(Saved data entries)
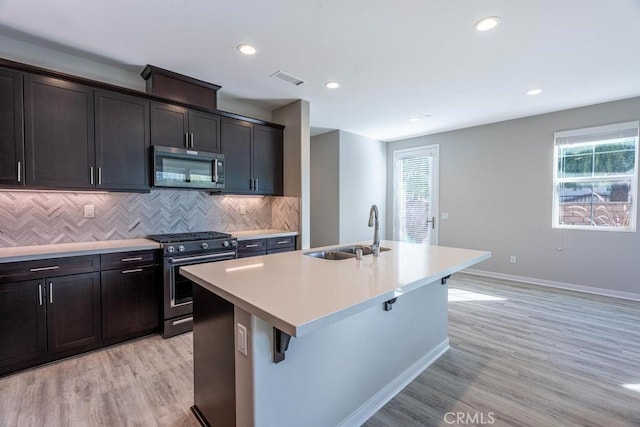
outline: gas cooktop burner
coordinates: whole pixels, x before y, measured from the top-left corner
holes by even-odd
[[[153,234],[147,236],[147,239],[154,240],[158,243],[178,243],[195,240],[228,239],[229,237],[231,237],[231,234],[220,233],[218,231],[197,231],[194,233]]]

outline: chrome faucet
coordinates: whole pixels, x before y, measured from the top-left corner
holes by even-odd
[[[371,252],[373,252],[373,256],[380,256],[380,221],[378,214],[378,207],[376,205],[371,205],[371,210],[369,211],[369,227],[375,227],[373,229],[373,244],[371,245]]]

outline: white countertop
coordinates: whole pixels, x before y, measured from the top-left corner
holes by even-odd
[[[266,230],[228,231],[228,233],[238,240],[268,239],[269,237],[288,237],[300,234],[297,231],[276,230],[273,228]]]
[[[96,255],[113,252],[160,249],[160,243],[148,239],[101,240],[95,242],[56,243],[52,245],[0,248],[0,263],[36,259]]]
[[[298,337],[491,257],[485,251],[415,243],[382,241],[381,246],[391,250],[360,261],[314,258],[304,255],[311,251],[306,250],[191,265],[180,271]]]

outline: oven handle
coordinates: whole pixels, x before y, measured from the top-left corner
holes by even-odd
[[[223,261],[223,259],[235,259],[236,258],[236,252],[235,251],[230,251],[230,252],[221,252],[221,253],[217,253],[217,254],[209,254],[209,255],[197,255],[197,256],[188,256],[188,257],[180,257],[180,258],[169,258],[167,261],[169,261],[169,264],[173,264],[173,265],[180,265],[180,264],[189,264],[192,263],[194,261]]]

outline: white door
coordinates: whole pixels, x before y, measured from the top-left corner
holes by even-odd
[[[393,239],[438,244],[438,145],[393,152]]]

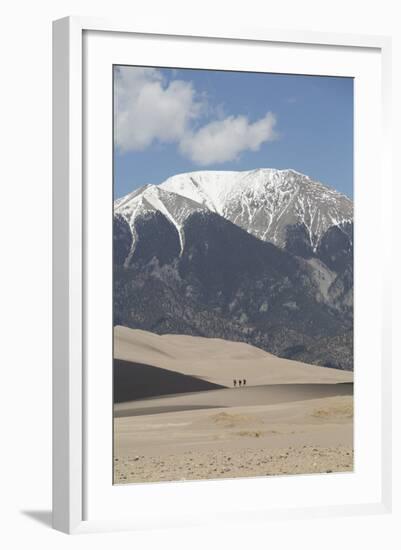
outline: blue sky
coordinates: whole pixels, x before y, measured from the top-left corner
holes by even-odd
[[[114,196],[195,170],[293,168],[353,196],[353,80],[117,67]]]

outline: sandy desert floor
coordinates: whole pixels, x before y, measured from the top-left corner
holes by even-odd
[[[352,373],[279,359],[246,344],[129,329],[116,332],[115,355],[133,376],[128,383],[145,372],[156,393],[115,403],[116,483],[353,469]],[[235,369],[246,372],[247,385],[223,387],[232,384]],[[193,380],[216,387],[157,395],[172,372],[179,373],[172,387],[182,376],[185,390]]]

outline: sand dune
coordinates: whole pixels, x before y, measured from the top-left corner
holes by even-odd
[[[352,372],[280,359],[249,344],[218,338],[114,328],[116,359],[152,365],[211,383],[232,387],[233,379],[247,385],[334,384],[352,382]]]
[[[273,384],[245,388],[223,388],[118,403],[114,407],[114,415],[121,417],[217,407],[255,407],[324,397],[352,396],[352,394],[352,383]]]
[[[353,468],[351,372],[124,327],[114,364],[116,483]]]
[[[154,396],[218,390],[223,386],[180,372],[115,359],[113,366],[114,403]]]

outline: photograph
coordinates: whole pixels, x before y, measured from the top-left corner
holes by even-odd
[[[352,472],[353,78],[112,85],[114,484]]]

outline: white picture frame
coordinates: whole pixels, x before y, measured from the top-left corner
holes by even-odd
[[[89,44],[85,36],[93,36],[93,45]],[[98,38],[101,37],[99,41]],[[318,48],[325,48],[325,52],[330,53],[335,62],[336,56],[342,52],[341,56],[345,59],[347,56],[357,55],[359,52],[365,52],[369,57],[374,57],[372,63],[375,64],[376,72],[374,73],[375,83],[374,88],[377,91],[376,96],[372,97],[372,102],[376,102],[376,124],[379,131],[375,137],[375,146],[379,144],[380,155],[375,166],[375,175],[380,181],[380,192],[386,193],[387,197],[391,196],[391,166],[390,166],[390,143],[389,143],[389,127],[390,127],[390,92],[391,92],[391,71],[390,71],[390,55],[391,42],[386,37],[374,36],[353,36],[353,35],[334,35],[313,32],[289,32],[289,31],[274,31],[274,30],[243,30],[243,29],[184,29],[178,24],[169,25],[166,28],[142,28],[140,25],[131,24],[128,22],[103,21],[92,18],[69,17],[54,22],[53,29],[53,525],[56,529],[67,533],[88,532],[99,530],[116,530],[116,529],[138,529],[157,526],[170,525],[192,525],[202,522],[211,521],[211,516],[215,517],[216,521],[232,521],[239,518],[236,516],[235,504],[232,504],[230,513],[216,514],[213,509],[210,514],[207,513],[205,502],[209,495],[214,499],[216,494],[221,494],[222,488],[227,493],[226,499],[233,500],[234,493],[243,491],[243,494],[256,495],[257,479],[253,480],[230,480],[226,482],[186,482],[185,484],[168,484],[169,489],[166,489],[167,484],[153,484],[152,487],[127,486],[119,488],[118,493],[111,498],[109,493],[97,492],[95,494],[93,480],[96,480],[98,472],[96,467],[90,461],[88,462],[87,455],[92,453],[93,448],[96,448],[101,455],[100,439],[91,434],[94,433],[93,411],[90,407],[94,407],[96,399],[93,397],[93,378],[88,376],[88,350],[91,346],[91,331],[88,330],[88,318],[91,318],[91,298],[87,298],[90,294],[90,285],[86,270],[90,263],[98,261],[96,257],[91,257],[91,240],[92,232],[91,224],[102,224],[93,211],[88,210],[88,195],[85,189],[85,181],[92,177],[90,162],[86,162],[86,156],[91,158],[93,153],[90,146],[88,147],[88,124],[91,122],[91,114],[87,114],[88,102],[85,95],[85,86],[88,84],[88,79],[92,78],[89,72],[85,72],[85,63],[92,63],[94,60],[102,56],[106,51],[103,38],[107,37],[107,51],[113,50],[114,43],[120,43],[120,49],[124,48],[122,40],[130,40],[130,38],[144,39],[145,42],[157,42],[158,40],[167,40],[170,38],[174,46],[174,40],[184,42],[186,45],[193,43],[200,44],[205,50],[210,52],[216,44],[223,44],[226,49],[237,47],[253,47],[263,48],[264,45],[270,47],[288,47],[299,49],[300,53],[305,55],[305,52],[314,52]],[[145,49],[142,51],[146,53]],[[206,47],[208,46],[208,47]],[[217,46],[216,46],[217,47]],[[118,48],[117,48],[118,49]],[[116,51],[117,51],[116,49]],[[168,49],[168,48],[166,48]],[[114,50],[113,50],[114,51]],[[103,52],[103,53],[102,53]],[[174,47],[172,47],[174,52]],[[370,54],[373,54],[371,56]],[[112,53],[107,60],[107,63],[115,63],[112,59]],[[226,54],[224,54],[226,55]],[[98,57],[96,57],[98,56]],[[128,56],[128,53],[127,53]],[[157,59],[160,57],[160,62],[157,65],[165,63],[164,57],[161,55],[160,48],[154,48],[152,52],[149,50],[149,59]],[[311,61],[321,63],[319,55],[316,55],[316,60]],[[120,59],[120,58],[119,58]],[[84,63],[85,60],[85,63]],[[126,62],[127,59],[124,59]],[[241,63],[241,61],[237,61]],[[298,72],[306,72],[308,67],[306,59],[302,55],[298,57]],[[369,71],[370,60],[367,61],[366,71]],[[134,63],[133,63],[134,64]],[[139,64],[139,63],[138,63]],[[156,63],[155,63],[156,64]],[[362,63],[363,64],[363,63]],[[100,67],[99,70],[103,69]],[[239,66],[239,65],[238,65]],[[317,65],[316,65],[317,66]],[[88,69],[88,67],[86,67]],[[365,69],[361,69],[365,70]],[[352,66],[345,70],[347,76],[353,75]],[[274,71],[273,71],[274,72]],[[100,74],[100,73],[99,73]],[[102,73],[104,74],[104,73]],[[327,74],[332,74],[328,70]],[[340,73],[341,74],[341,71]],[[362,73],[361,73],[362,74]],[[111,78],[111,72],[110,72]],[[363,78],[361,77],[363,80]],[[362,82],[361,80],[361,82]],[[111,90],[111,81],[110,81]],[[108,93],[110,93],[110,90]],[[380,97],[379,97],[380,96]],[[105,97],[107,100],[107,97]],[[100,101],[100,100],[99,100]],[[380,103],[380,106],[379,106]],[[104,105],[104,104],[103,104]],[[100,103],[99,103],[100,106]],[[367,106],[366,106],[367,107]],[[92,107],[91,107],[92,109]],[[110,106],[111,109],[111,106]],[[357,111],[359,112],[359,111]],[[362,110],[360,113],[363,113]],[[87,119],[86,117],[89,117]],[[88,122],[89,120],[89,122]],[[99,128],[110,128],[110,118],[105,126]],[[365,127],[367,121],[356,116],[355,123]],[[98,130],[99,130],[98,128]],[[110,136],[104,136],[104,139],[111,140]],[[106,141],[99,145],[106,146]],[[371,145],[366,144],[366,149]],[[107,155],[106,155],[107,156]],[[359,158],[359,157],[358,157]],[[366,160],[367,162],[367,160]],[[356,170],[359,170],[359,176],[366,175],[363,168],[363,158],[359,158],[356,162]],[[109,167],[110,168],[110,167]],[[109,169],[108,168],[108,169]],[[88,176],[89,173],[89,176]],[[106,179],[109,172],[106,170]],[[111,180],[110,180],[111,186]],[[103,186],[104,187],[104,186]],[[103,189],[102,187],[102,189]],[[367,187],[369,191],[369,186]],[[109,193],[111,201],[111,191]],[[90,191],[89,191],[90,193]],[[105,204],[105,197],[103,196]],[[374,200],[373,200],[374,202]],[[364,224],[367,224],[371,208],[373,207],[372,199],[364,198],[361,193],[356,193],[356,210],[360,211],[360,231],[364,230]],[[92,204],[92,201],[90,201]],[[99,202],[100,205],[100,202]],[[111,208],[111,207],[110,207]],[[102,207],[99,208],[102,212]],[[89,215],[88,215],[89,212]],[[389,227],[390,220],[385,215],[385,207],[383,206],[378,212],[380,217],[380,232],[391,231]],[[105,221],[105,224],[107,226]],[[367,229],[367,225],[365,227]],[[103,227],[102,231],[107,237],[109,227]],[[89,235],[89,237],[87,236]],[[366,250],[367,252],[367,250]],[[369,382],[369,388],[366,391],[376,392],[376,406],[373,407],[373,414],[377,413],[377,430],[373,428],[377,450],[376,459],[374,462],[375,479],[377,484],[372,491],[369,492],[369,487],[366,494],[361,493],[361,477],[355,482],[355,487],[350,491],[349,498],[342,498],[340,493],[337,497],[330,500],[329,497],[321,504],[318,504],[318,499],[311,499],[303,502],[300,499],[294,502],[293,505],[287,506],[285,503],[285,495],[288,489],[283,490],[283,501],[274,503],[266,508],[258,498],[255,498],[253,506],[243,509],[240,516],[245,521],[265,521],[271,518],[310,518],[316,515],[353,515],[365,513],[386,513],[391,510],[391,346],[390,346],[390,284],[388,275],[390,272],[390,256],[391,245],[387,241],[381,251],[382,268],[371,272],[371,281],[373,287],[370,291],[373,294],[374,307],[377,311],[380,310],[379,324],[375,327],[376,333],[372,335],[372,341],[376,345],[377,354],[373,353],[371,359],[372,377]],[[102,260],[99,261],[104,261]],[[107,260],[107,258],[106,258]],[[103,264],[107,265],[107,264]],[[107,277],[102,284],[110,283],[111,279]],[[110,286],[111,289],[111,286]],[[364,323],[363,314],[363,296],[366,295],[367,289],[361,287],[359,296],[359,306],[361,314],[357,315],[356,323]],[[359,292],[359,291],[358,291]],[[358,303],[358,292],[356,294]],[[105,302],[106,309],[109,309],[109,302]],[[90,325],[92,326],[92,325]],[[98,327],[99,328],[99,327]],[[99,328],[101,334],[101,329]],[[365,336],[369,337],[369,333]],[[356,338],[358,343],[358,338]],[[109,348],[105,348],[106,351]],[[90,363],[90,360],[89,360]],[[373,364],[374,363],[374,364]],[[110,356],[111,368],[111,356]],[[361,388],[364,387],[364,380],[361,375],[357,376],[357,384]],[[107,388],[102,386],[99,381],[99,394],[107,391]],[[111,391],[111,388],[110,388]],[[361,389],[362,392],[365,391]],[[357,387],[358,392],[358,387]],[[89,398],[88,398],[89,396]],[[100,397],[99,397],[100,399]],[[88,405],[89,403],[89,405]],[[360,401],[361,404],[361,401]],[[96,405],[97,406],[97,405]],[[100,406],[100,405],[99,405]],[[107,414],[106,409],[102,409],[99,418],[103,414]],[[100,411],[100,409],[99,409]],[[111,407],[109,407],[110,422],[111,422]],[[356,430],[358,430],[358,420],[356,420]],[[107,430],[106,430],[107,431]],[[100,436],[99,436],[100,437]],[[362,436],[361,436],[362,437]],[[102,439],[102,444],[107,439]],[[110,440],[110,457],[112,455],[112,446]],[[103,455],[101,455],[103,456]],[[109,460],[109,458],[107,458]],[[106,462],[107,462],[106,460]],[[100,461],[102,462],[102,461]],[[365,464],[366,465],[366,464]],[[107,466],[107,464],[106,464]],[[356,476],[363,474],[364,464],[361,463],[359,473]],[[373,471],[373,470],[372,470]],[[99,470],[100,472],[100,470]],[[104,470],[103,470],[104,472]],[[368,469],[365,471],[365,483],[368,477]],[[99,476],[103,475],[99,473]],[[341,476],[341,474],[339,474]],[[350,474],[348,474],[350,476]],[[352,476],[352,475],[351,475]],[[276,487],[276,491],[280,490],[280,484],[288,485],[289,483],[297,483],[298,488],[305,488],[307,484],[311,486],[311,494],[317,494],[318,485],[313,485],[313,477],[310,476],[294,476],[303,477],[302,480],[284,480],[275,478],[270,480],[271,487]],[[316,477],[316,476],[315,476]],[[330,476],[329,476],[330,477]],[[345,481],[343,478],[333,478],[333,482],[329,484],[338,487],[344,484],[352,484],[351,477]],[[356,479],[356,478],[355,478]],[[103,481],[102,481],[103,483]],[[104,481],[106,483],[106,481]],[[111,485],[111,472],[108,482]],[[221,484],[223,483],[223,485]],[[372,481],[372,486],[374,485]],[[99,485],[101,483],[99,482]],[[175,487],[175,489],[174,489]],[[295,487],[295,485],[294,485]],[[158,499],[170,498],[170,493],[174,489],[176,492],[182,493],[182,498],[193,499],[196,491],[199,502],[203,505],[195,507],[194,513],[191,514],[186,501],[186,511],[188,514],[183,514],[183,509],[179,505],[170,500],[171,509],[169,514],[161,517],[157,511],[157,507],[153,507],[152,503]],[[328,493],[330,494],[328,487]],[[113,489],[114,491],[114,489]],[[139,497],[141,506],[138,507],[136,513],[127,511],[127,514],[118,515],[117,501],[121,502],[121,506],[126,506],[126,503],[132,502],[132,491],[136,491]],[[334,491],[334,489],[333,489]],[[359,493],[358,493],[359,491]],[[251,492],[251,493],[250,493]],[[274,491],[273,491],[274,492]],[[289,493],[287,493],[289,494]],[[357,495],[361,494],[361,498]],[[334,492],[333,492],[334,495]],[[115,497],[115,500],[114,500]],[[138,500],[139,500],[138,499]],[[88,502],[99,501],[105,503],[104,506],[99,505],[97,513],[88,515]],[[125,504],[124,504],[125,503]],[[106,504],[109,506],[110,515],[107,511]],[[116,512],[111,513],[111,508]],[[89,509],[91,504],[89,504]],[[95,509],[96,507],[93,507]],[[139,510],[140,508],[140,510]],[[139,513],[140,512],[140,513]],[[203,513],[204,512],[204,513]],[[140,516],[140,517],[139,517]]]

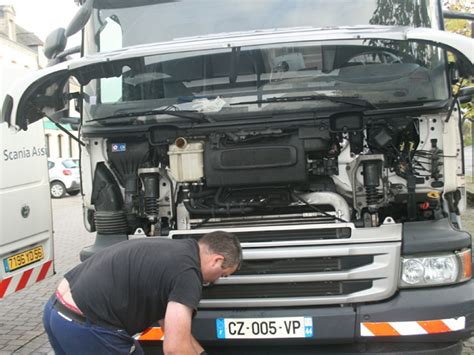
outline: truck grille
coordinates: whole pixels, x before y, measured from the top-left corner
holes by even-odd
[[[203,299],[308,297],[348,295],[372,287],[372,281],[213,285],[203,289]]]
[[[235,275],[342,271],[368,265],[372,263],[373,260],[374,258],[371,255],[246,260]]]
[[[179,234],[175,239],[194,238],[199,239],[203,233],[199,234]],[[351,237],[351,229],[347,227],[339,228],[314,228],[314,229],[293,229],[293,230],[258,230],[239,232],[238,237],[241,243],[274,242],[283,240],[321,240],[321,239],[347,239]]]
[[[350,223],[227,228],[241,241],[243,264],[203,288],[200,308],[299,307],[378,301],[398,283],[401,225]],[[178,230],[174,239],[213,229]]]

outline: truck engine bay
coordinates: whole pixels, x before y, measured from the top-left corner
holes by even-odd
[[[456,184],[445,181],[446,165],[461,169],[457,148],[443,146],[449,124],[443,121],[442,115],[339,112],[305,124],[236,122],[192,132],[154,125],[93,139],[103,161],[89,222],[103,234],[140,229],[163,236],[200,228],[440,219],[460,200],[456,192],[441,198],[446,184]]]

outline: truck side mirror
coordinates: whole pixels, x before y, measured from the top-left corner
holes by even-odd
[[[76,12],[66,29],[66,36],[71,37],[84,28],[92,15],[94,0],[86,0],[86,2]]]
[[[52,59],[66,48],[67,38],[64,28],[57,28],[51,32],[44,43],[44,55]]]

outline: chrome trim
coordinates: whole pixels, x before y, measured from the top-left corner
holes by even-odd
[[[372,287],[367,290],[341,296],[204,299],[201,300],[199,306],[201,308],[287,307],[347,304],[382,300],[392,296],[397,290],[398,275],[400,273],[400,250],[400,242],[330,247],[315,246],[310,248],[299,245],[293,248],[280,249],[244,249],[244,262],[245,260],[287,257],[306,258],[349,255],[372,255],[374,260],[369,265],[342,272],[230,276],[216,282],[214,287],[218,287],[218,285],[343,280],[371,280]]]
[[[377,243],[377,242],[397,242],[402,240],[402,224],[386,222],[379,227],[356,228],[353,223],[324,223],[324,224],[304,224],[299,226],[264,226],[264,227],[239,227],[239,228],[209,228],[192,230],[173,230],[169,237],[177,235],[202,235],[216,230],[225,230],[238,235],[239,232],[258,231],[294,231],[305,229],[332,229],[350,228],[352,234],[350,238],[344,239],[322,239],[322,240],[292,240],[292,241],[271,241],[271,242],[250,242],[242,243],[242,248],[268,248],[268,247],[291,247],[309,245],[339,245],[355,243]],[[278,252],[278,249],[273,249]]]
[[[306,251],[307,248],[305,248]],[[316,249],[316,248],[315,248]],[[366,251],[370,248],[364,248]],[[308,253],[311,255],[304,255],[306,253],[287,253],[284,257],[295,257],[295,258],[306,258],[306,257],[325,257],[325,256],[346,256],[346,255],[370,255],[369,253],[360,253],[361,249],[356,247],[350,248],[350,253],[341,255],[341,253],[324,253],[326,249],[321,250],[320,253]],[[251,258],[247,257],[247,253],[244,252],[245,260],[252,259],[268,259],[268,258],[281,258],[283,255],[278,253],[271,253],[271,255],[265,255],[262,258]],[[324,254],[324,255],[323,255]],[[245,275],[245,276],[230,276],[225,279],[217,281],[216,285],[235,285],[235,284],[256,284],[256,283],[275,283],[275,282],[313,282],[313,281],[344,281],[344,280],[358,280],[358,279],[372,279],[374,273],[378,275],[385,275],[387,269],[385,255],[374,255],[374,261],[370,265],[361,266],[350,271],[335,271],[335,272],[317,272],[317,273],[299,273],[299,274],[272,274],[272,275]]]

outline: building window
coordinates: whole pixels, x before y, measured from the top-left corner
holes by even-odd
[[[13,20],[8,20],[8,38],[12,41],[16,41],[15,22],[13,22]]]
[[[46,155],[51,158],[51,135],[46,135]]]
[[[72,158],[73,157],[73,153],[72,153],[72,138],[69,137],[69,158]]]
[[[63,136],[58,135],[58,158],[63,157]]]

(INSTRUCTIONS TO FOLLOW)
Every line above that holds "chrome" should be copied out.

(TASK ANSWER)
outline: chrome faucet
outline: chrome trim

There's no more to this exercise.